Page text:

Lists: | pgsql-hackers |
---|
From: | Andres Freund <andres(at)anarazel(dot)de> |
---|---|
To: | pgsql-hackers(at)postgresql(dot)org |
Subject: | RFD: Discarded tuple count for SeqScan nodes in EXPLAIN ANALYZE |
Date: | 2009-05-22 13:29:19 |
Message-ID: | 4A16A8AF.2080508@anarazel.de |
Views: | Raw Message | Whole Thread | Download mbox | Resend email |
Lists: | pgsql-hackers |
Hi,
When analyzing the plan of a query I often find myself questioning
whether an additional index may be sensible, or if it is sensible that a
SeqScan is used if an index is available.
The current EXPLAIN ANALYZE only shows the number of tuples matching the
qualifier of an SeqScan Node - for analyzing the above situation it is
at least equally interesting how many tuples were read and discarded.
Therefore I produced a patch which adds a 'discarded=%f' part to the
analyze output.
As this is only a RFD the implementation is a bit hackish at the moment
- the discarded counter is increased in execScan directly instead of a
helper routine in instrument.c.
Also the discarded count is displayed in other node types as well - for
some there might be a sensible semantic meaning to it...
Good idea - Bad idea?
Greetings,
Andres
From: | Andres Freund <andres(at)anarazel(dot)de> |
---|---|
To: | pgsql-hackers(at)postgresql(dot)org |
Subject: | Re: RFD: Discarded tuple count for SeqScan nodes in EXPLAIN ANALYZE - Patch v1 |
Date: | 2009-05-22 13:40:41 |
Message-ID: | 4A16AB59.9040101@anarazel.de |
Views: | Raw Message | Whole Thread | Download mbox | Resend email |
Lists: | pgsql-hackers |
...
Attachment | Content-Type | Size |
---|---|---|
0001-Feature-discarded-tuple-count-display-in-EXPLAIN-ANA.patch | text/x-diff | 0 bytes |
From: | Heikki Linnakangas <heikki(dot)linnakangas(at)enterprisedb(dot)com> |
---|---|
To: | Andres Freund <andres(at)anarazel(dot)de> |
Cc: | pgsql-hackers(at)postgresql(dot)org |
Subject: | Re: RFD: Discarded tuple count for SeqScan nodes in EXPLAIN ANALYZE |
Date: | 2009-05-22 13:42:28 |
Message-ID: | 4A16ABC4.8050507@enterprisedb.com |
Views: | Raw Message | Whole Thread | Download mbox | Resend email |
Lists: | pgsql-hackers |
Andres Freund wrote:
>
> When analyzing the plan of a query I often find myself questioning
> whether an additional index may be sensible, or if it is sensible that a
> SeqScan is used if an index is available.

Exercise:
Can you write what comes next in the pgsql-hackers thread about showing a discarded tuple count in EXPLAIN ANALYZE, continuing from its last line? The records aren't needed here.

Data records
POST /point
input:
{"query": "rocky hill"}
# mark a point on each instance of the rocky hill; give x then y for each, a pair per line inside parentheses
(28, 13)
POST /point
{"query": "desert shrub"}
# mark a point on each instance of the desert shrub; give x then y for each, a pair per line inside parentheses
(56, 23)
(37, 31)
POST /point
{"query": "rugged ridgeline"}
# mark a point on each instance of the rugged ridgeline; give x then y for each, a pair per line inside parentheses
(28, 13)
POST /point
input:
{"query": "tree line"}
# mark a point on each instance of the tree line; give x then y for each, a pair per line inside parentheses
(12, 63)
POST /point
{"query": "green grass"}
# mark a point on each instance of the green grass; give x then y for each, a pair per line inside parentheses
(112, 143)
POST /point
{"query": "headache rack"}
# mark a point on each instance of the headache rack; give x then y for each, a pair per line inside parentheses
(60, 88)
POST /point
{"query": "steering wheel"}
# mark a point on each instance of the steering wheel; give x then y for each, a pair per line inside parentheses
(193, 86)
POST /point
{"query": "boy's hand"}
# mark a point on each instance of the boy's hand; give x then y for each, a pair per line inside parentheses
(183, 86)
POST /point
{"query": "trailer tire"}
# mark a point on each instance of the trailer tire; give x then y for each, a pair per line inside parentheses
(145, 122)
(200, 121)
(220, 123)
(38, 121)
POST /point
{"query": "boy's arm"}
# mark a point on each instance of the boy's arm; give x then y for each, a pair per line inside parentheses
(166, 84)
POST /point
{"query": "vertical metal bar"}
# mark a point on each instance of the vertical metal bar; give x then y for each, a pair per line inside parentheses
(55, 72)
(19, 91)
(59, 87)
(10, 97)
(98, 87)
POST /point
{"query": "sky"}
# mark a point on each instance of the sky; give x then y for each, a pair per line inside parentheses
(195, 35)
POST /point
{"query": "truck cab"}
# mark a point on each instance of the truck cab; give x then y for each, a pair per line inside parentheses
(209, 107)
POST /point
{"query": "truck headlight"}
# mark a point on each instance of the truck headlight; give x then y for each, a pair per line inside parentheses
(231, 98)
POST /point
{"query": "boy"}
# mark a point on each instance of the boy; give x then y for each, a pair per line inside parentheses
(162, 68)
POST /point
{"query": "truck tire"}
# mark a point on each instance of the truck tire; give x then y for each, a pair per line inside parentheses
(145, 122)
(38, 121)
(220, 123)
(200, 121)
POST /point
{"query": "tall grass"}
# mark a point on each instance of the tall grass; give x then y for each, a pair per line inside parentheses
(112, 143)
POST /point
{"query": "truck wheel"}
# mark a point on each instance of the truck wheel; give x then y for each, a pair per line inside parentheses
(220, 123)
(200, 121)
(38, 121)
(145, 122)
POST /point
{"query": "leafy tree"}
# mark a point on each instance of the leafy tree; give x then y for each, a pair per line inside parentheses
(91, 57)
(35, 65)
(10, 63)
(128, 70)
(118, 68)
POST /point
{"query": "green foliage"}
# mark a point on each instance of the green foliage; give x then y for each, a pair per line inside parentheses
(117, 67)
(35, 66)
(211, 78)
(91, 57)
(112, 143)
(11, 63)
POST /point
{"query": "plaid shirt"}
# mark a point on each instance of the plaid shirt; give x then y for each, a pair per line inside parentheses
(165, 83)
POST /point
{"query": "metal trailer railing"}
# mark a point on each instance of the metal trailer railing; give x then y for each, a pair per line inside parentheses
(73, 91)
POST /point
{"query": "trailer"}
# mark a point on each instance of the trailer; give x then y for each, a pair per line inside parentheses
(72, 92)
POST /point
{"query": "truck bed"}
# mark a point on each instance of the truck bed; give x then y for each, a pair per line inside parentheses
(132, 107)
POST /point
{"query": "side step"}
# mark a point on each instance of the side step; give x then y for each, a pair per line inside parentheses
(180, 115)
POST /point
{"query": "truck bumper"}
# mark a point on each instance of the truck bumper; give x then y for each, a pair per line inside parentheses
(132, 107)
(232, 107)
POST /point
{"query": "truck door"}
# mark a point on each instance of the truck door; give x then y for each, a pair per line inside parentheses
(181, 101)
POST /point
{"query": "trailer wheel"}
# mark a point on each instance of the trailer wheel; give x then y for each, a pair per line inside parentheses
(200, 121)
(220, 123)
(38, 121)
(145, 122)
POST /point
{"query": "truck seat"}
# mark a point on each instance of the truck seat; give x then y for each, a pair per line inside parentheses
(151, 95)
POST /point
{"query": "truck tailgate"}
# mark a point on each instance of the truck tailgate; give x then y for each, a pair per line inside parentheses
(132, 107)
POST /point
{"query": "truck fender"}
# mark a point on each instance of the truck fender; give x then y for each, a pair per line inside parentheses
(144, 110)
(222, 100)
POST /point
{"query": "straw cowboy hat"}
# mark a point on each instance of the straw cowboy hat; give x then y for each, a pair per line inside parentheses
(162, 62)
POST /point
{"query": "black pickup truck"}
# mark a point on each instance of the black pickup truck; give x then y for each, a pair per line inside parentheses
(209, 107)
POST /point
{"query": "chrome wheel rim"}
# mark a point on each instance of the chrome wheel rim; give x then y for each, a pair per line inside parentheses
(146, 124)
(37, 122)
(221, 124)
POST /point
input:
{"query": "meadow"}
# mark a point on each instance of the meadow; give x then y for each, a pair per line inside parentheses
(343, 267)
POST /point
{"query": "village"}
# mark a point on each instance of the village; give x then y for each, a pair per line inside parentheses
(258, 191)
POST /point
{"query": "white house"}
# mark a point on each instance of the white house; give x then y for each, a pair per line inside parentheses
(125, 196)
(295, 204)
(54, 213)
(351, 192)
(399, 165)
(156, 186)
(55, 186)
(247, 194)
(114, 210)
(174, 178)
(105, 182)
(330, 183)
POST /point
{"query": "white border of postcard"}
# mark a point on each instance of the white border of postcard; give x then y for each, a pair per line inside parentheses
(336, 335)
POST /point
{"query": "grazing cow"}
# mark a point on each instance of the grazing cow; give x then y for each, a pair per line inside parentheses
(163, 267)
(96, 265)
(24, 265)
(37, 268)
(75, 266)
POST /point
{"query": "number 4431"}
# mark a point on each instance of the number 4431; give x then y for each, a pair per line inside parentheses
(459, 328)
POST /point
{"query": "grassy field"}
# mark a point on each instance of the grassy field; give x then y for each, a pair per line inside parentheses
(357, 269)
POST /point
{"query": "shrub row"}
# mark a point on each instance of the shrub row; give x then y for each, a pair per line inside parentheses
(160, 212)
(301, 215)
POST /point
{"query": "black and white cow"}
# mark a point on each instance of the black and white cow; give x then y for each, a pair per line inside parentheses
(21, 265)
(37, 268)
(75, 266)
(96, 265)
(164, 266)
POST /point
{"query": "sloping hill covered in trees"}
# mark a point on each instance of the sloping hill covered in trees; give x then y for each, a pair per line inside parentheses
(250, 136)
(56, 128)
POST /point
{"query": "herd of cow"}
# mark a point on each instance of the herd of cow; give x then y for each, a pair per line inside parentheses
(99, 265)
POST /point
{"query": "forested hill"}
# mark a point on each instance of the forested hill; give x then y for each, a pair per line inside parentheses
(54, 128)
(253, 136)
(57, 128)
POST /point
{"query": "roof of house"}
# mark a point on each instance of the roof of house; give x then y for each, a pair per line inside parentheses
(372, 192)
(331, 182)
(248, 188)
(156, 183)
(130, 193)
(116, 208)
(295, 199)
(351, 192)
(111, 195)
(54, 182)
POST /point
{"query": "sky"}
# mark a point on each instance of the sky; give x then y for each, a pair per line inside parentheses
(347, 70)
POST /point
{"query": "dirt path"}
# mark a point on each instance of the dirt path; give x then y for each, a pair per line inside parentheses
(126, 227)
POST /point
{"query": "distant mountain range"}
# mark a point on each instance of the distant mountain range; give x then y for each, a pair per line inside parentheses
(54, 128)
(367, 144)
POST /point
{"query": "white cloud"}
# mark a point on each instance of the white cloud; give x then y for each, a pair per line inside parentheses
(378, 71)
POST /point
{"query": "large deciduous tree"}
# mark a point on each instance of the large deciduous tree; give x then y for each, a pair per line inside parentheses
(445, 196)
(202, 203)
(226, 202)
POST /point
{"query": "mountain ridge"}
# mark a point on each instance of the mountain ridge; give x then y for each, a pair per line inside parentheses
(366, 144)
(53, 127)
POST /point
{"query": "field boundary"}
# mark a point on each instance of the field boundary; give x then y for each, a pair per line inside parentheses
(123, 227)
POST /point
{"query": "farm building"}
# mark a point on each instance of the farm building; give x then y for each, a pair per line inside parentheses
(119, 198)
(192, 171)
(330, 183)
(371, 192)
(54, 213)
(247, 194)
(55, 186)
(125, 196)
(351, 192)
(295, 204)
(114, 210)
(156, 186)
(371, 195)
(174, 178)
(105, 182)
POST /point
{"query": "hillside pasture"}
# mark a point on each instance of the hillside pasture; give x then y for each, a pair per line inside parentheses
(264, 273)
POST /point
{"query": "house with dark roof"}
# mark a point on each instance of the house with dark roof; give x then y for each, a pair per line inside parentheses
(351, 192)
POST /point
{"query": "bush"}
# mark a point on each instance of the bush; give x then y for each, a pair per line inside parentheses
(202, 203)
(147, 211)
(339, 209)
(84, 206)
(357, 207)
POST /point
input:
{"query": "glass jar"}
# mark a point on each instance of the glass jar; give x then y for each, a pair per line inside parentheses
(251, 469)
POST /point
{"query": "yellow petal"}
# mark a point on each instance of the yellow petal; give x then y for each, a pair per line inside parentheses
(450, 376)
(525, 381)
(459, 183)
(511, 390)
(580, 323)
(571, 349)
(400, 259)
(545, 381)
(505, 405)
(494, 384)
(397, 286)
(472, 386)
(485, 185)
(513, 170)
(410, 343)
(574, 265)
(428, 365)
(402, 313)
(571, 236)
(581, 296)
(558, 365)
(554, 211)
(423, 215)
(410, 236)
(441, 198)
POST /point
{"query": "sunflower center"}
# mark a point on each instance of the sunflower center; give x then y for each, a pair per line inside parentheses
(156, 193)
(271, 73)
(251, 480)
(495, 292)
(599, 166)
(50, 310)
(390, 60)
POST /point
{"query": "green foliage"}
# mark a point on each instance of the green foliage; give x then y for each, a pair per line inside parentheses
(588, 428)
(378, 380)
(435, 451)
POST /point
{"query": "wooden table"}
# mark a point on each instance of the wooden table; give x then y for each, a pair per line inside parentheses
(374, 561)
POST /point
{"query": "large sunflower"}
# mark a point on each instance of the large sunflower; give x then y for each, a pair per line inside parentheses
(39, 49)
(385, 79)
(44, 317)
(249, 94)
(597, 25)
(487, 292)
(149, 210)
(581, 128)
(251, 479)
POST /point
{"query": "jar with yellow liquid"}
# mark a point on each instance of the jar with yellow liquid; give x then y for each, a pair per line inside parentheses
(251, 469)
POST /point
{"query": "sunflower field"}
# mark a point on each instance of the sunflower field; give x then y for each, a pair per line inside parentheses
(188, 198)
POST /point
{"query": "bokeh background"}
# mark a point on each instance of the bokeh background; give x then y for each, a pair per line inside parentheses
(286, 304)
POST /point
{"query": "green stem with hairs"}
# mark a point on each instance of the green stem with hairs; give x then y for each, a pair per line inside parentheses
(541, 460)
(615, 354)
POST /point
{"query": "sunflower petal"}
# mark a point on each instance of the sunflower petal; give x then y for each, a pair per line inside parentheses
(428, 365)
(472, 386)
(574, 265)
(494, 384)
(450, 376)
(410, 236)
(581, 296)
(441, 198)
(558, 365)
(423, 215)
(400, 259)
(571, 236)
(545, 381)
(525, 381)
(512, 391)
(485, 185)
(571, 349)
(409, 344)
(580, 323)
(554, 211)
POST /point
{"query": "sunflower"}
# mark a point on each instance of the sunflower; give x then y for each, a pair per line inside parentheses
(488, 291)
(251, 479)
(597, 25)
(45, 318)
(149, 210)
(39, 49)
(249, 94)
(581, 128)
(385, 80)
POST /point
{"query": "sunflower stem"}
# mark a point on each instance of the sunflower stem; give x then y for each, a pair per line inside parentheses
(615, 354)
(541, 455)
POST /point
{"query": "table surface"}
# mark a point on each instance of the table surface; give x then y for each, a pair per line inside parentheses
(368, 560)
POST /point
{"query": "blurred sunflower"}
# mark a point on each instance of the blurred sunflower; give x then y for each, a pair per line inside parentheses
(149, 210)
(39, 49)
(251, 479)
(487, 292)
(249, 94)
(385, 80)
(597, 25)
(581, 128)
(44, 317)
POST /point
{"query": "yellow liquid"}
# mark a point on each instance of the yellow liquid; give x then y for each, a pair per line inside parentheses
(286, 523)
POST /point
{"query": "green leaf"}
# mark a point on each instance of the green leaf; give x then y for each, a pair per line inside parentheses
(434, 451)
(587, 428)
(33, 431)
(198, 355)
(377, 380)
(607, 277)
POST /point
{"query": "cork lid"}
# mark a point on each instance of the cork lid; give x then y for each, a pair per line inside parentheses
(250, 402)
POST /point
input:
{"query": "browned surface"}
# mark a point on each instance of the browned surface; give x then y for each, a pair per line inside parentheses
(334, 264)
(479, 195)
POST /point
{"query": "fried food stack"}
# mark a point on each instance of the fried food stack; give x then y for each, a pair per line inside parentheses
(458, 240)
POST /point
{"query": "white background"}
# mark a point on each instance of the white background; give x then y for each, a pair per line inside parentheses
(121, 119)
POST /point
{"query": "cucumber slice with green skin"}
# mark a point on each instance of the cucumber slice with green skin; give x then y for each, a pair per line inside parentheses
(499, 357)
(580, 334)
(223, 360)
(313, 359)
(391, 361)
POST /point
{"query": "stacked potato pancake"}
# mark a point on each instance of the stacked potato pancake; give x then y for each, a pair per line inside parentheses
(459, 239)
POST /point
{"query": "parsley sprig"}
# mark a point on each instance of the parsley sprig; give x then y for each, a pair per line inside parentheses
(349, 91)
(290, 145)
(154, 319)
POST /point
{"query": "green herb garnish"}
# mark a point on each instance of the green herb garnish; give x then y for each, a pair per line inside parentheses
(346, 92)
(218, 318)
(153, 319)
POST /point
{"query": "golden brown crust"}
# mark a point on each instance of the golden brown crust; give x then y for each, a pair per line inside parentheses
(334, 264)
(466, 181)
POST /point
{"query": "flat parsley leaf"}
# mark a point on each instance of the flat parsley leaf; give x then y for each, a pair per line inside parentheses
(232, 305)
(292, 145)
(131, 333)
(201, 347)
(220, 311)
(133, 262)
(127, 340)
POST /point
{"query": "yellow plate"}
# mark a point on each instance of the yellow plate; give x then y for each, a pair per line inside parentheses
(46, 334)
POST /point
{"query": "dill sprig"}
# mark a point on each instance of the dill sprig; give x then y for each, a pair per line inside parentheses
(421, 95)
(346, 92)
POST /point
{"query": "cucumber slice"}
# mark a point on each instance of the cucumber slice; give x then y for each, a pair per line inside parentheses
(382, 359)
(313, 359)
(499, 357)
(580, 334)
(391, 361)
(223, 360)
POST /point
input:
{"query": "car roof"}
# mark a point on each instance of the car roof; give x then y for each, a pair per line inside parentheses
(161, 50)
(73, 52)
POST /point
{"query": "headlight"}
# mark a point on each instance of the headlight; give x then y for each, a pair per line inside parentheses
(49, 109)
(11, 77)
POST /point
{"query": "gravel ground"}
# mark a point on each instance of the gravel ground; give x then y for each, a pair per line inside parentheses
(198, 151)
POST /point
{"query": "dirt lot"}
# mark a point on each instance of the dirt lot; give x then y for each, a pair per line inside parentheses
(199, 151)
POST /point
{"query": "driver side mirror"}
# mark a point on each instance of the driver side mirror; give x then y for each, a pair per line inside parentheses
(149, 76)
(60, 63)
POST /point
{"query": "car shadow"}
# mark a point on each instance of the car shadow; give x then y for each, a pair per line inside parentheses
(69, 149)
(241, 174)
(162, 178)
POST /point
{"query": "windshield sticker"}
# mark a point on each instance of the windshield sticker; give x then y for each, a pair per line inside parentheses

Result of this exercise:
>
> The current EXPLAIN ANALYZE only shows the number of tuples matching the
> qualifier of an SeqScan Node - for analyzing the above situation it is
> at least equally interesting how many tuples were read and discarded.
>
> Therefore I produced a patch which adds a 'discarded=%f' part to the
> analyze output.
> As this is only a RFD the implementation is a bit hackish at the moment
> - the discarded counter is increased in execScan directly instead of a
> helper routine in instrument.c.
> Also the discarded count is displayed in other node types as well - for
> some there might be a sensible semantic meaning to it...
>
> Good idea - Bad idea?
Isn't the discarded count always equal to (# of rows in table - matched
tuples)? Seems pretty redundant to me.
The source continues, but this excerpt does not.